_Selected text_
-- Opening Marker --
'I apologize' vs 'I'm sorry' regarding a death

"Sorry" and "apologize" have the same implication for me - that whatever occurred is in some way my fault or responsibility and I'm expressing my regret for whatever part I played in the negative situation. I'm hesitant to use "sorry" in this respect, and "apologize" makes no sense.
 
First, so sorry for your loss.

And I have never heard "I apologize for your loss.". Makes no sense to me.
 
OP I am sorry for your loss. I lost my dm to lung cancer 3 yrs ago. It was not very nice and I am still feeling the loss.
tigercat
 

First of all, OP, I'm sorry for you loss. As someone who's witnessed it firsthand, lung cancer is a horrible way to go. :hug:

But as someone else said above, the people might not have been taught the right words to say and are tongue tied. This culture has a lot of phobia and denial about death. So people aren't TRAINED in the right thing to say.

I also think your emotions are naturally quite a bit raw right now, rightfully so. A piece of you has been ripped away. So the slightest thing will get to you. Remember anger & irritation are sometimes the other side of grief & depression.

You also have to realize, if you are expecting people to be perfect about this situation, you are setting yourself up to be constantly disappointed and irritated. You truly can choose what you focus on with these people. Focus on and being grateful that these people are expressing sympathy at all, instead of ignoring the situation, your grief, or the topic, instead of the wrong word said.

Would you truly rather people not say anything to you about your loss? Not show any concern or express any sensitivity or sympathy because they don't know the right words to comfort you? :confused3

The bolded is a perfect example of what I mean. I'm sorry for your loss, too. :hug:

I agree with this sentiment. I have learned, through many deaths, to decide not to be offended by what people say. Dealing with death is extremely hard and most people will not say the perfect thing to you. It's personal.

Accept their condolences with grace. They mean well. That is what counts. My father taught me this.
 
I've lost both my parents and never heard "I apologize".

Sorry to hear about your loss.
 
Was it younger people you were talking to? Maybe they were trying to be overly politically correct and instead sound very strange? Today's society does seem very sheltered from something that every one will eventually go through.

I've only heard "I'm sorry for your loss".
 
At my Mother's funeral, my Uncle said he doesn't like the "I'm sorry for your loss" expression. He says no one caused her death so how can they be "sorry" for it. He felt that the "proper" condolence was, "You have my deepest sympathies."

I can't stand the word sympathy.

All that to say that I've never heard anyone use "apologize" in this context.
-- Closing Marker --
_Available data_
-- Opening Marker --
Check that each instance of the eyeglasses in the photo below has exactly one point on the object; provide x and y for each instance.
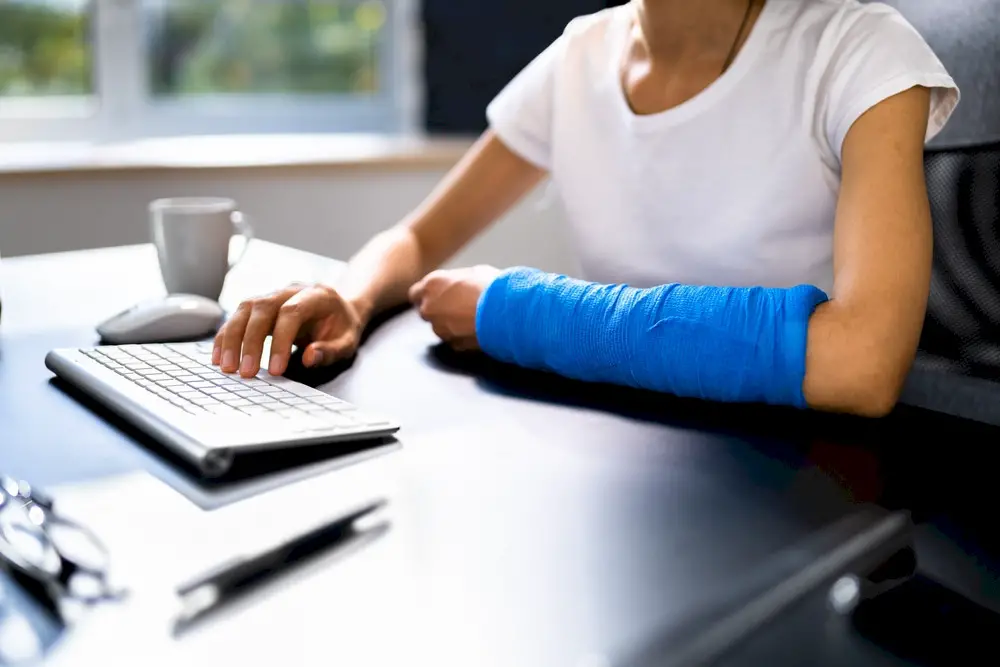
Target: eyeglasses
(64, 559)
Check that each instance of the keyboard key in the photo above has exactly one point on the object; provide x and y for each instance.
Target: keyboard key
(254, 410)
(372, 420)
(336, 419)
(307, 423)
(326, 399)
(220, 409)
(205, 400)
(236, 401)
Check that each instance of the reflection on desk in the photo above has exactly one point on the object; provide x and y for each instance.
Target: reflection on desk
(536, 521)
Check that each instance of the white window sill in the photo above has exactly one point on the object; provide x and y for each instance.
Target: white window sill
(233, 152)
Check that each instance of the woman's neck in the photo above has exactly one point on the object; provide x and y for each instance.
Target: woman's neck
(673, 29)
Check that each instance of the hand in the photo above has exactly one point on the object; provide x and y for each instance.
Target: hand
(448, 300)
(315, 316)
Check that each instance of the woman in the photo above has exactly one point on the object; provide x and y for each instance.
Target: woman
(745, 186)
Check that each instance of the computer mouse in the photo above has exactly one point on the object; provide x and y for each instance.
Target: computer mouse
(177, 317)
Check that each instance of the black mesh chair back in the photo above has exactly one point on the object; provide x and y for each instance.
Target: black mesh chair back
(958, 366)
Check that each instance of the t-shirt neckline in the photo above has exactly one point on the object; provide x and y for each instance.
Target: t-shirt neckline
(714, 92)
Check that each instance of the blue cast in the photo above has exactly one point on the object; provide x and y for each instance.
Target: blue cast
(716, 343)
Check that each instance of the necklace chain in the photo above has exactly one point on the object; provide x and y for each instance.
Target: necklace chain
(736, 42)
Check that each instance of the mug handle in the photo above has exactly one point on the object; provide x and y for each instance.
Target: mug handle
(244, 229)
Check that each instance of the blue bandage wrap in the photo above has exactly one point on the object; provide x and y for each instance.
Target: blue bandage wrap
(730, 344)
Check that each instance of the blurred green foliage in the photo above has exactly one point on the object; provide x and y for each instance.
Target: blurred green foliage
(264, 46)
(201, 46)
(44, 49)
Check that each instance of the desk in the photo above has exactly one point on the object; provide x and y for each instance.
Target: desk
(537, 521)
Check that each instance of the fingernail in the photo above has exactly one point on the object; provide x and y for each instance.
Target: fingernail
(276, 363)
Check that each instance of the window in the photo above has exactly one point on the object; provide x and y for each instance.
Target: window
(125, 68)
-- Closing Marker --
_Activity 1_
Reproduce the stretch of the condolence-wording thread from "But as someone" through "grief & depression.".
_Activity 2_
Pick up the forum thread on saying "I apologize" versus "I'm sorry" after a death and continue it past its last post.
The records have no connection to the forum thread about condolence wording.

_Answer area 1_
But as someone else said above, the people might not have been taught the right words to say and are tongue tied. This culture has a lot of phobia and denial about death. So people aren't TRAINED in the right thing to say.

I also think your emotions are naturally quite a bit raw right now, rightfully so. A piece of you has been ripped away. So the slightest thing will get to you. Remember anger & irritation are sometimes the other side of grief & depression.

_Answer area 2_
I will say that to use the phrase, "I'm sorry for your loss" does not connote an apology, rather an indication that the person is offering sympathy for your heartache and sadness. (There's that "s" word again).

So, OP and to the poster who lost the 44 year old brother; for your heartache and loss of your beloved family members, my heart goes out to you. I hope you find peace and serenity as you walk this journey of grieving.
 
Thank u - he was the light of my family's life and I can't believe he's gone
 
I always say "I am very sorry for your loss" but I always wish I had something better to say, to make the person feel better and know how deeply sorry I am.

for you :hug::flower3:
 
I found my brother dead last Friday and we had the funeral today. He was only 44.
Some people have said some really stupid things this week but I know they care and don't know what to say. So far it hasn't bothered me.

Laura, I'm so sorry for your loss. That must have been a terrible shock.

Just to be clear, my response to ALL the expressions I have heard has been 'thank you'. I have never let anyone know that I find their words odd. I just thought maybe it was one of those regional differences in speech - like on line vs in line.

Again, I want to thank everyone for all the replies. I never dreamed there would be so many. Many of you also have had to face the loss of a loved one. To you, I send my condolences and my prayers.

One of these days I'll be able to post something else and include the 3 :cheer2: that were always in my signature.
 
:hug:

I lost my wonderful husband back in January too. I know the pain you're going through. There's nothing like it. I'm going through the angry stage recently.... well it's more like the 'rage' stage really!

I'll be blunt, saying "I apologize for your loss" is really just plain stupid. Thankfully I haven't heard that one before!